Short task
Beginning at the line containing "Could you point out the wooden plank" and continuing to the end of the records below, give each line again exactly as it stands, and only those lines.

(Named-object pointing records)
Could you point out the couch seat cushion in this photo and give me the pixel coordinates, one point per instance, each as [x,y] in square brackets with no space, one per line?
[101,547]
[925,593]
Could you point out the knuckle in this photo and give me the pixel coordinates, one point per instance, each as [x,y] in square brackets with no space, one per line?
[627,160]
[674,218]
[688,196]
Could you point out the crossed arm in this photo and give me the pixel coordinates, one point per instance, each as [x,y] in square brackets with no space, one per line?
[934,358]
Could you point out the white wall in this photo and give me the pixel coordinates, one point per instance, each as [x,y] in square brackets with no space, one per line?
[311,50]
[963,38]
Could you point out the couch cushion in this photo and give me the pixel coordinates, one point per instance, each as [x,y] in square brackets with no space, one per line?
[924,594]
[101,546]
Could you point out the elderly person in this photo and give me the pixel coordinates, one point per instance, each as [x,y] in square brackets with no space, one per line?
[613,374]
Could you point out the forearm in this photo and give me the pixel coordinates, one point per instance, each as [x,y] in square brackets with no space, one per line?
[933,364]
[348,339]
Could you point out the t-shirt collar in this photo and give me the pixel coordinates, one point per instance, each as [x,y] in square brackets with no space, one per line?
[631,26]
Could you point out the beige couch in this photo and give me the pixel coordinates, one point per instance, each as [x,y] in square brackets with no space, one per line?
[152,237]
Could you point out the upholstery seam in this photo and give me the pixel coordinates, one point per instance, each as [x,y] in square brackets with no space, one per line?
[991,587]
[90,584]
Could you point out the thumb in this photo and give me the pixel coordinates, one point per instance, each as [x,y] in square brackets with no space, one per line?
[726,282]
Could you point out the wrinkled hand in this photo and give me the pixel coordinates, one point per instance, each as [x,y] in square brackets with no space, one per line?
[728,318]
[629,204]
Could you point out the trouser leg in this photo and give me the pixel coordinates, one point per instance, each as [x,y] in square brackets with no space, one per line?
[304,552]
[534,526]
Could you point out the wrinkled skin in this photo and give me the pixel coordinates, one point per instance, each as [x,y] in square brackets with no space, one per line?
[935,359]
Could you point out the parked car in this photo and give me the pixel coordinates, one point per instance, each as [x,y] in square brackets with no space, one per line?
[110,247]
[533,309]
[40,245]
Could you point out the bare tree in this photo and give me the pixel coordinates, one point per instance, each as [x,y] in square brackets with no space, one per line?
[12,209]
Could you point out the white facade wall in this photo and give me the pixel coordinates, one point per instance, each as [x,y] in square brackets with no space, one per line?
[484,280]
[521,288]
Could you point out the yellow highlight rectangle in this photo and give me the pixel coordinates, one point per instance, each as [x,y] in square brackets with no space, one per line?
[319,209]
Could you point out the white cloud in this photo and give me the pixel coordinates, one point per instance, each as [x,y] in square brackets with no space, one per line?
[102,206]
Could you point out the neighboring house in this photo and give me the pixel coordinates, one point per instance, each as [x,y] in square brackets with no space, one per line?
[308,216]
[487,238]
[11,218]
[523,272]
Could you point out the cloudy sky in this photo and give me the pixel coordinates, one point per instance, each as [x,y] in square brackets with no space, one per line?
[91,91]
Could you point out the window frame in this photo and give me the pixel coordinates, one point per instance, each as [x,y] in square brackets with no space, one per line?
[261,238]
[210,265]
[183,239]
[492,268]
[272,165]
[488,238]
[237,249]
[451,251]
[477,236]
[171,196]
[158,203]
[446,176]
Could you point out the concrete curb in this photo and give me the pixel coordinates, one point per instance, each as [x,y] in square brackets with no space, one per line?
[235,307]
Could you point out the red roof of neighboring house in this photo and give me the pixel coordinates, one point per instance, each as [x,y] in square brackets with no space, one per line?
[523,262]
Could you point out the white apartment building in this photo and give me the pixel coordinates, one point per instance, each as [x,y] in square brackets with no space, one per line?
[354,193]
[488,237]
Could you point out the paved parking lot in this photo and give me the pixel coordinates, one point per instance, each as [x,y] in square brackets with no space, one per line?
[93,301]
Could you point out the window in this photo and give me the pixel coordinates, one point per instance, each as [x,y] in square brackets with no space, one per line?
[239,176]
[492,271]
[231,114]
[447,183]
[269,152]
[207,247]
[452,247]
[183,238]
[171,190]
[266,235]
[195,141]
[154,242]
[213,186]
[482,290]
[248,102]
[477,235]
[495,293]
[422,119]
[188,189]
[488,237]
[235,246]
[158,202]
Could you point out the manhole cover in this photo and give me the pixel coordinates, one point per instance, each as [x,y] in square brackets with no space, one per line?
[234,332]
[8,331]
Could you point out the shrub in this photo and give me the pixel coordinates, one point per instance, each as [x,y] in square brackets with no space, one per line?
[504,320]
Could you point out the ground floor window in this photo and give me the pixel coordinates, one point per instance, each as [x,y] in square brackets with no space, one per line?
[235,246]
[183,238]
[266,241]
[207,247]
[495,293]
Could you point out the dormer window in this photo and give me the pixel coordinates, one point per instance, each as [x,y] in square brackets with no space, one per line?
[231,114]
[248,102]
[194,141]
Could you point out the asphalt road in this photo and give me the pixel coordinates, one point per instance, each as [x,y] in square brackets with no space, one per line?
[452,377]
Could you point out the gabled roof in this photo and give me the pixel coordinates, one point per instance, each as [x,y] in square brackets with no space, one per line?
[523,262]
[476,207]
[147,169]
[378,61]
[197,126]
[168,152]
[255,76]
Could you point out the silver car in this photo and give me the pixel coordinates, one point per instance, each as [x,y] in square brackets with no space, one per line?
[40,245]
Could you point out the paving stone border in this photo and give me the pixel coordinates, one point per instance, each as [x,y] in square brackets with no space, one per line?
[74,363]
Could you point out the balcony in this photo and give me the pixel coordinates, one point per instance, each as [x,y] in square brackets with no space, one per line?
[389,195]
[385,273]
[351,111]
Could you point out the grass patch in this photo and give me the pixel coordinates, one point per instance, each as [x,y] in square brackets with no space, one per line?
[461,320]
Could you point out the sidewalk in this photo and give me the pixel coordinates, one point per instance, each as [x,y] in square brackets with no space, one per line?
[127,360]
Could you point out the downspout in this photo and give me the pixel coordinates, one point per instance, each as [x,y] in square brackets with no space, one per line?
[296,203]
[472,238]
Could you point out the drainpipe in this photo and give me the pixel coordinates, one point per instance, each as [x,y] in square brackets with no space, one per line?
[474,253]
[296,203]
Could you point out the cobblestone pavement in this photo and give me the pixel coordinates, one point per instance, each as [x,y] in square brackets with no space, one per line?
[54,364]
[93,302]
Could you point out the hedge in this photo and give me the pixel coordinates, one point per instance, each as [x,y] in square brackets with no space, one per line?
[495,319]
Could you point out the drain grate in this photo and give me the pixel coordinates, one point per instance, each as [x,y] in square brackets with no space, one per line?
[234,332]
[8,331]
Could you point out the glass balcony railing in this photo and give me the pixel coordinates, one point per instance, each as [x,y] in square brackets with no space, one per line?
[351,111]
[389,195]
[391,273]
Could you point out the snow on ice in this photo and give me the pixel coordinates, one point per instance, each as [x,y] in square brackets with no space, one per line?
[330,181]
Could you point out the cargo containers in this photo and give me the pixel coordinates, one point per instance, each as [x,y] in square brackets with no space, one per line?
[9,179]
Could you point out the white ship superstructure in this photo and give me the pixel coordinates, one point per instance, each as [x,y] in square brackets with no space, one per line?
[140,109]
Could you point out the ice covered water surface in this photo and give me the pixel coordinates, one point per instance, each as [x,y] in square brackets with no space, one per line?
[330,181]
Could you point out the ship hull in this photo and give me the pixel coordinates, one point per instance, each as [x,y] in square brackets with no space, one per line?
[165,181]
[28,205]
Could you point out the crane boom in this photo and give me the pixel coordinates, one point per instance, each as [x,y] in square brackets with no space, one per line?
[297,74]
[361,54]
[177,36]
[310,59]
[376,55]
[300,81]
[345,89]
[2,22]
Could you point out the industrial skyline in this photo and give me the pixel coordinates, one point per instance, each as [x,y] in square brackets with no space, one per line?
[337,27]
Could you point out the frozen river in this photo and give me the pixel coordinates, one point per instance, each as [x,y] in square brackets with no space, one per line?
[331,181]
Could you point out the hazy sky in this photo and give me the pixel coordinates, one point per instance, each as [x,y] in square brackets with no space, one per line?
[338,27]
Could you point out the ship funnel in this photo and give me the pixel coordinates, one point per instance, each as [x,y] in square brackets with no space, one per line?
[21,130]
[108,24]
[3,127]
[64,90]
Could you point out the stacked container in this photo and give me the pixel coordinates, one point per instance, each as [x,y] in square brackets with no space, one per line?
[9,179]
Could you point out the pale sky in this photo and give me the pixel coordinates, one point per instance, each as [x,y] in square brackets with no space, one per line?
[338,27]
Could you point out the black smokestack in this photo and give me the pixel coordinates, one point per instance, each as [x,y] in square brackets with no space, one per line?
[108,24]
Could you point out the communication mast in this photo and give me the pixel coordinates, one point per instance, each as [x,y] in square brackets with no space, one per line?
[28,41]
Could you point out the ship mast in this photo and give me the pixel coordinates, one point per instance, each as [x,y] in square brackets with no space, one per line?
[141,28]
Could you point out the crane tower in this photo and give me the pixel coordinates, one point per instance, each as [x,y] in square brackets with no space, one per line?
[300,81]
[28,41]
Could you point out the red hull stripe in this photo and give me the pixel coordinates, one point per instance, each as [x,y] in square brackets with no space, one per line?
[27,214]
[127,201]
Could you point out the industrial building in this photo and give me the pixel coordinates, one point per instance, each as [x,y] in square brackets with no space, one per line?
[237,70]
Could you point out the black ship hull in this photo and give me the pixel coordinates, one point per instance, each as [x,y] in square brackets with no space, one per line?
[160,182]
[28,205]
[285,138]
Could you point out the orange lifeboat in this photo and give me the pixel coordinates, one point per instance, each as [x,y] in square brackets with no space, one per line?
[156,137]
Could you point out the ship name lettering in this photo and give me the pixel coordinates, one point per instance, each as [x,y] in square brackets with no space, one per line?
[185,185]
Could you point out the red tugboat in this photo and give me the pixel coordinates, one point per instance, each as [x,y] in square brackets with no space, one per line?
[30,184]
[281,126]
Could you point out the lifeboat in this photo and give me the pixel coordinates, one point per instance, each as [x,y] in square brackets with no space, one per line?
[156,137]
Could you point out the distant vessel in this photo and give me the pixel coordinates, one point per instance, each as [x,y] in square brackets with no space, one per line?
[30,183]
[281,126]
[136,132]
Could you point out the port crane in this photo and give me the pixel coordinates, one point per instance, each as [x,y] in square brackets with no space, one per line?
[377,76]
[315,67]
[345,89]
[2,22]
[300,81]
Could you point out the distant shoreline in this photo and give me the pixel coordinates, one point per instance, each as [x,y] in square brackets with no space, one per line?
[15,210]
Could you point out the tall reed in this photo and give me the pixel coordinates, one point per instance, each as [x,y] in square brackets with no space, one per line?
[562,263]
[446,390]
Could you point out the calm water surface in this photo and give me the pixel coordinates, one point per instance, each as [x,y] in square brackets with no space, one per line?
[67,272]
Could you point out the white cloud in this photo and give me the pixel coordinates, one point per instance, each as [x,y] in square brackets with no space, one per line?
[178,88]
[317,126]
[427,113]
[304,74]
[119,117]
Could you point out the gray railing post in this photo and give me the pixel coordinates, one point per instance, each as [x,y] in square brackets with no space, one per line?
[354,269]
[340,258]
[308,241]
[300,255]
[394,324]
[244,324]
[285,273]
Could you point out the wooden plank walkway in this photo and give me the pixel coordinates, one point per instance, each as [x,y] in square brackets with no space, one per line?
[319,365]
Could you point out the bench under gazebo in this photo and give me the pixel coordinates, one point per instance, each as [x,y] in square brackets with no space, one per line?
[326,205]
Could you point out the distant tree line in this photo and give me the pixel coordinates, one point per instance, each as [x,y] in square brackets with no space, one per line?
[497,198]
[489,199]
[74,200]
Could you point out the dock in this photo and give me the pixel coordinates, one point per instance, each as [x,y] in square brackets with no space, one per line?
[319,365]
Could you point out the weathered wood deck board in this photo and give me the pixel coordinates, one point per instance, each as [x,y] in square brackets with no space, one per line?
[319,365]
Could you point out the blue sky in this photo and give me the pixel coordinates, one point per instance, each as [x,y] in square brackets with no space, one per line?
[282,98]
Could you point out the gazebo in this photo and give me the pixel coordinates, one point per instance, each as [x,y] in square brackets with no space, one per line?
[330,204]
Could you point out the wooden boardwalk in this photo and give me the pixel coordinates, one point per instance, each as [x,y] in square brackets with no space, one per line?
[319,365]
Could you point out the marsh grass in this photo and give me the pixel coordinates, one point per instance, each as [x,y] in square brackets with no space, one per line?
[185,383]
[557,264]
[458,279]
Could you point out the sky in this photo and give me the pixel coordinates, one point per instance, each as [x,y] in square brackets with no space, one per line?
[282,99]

Solution for this problem
Could you point out the wooden plank walkway in this photo and give me the pixel coordinates, one point per instance, each as [x,y] in square brackets with no space, one per line?
[319,365]
Could you point out the bench under gazebo in this photo and give me the pixel coordinates, one point per instance, each as [x,y] in square brackets with no space, one per line?
[326,205]
Could you point out the distant tree line in this photo and give me the pixel coordinates, one point per instance, each as [x,y] in square brackets with no space, one per line?
[497,198]
[489,199]
[74,200]
Could you point out the dock in this photo and give me the pixel coordinates, one point per instance, each as [x,y] in square brackets with no space, one per line?
[319,365]
Could you point out the weathered wood deck board in this photo and give me the pixel coordinates, one point per instance, each as [x,y] in square brackets with no space, one per line?
[319,365]
Could you point out the blue sky in this photo and give me the pixel coordinates, one point per instance, each as [x,y] in square brackets with no space, one per line?
[282,98]
Could you point out the gazebo in this photo and give me the pixel coordinates, one point per instance, each as [x,y] in square brackets with no space, one per line?
[330,204]
Could you point out the wooden boardwalk in this photo and give me the pixel coordinates, one point per instance, each as [x,y] in square brackets with no space, one per line?
[319,365]
Could you point out the marsh grass in this photo and give me the pixel coordinates, one point per instance, each as [x,y] in square brackets with no space, one per line?
[185,383]
[557,264]
[458,279]
Could you point out the sky in this photo and give me the pixel coordinates, one point per instance, each as [x,y] in square brackets with no space, one per line?
[282,99]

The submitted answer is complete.